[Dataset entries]

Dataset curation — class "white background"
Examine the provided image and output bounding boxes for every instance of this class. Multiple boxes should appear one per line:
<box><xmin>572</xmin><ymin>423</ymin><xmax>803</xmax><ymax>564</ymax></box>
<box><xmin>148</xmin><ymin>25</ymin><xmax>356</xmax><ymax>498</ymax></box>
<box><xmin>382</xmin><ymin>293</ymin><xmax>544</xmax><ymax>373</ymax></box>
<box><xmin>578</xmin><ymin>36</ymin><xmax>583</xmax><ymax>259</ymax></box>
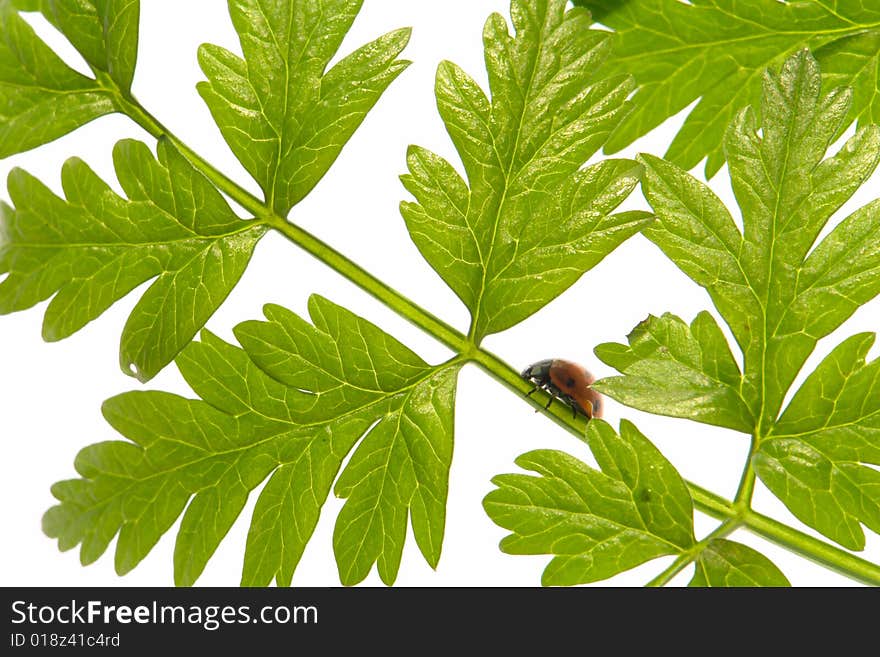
<box><xmin>1</xmin><ymin>0</ymin><xmax>878</xmax><ymax>587</ymax></box>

**Assignment:**
Leave out the images and transcribe all the records exactly.

**Expected answer:**
Dataset curation — class "white background"
Examine the provided image and output bounding boxes for every instance of this class. Multiple boxes should appear one per line:
<box><xmin>572</xmin><ymin>423</ymin><xmax>803</xmax><ymax>564</ymax></box>
<box><xmin>148</xmin><ymin>25</ymin><xmax>356</xmax><ymax>498</ymax></box>
<box><xmin>382</xmin><ymin>293</ymin><xmax>544</xmax><ymax>373</ymax></box>
<box><xmin>578</xmin><ymin>36</ymin><xmax>583</xmax><ymax>259</ymax></box>
<box><xmin>1</xmin><ymin>0</ymin><xmax>878</xmax><ymax>587</ymax></box>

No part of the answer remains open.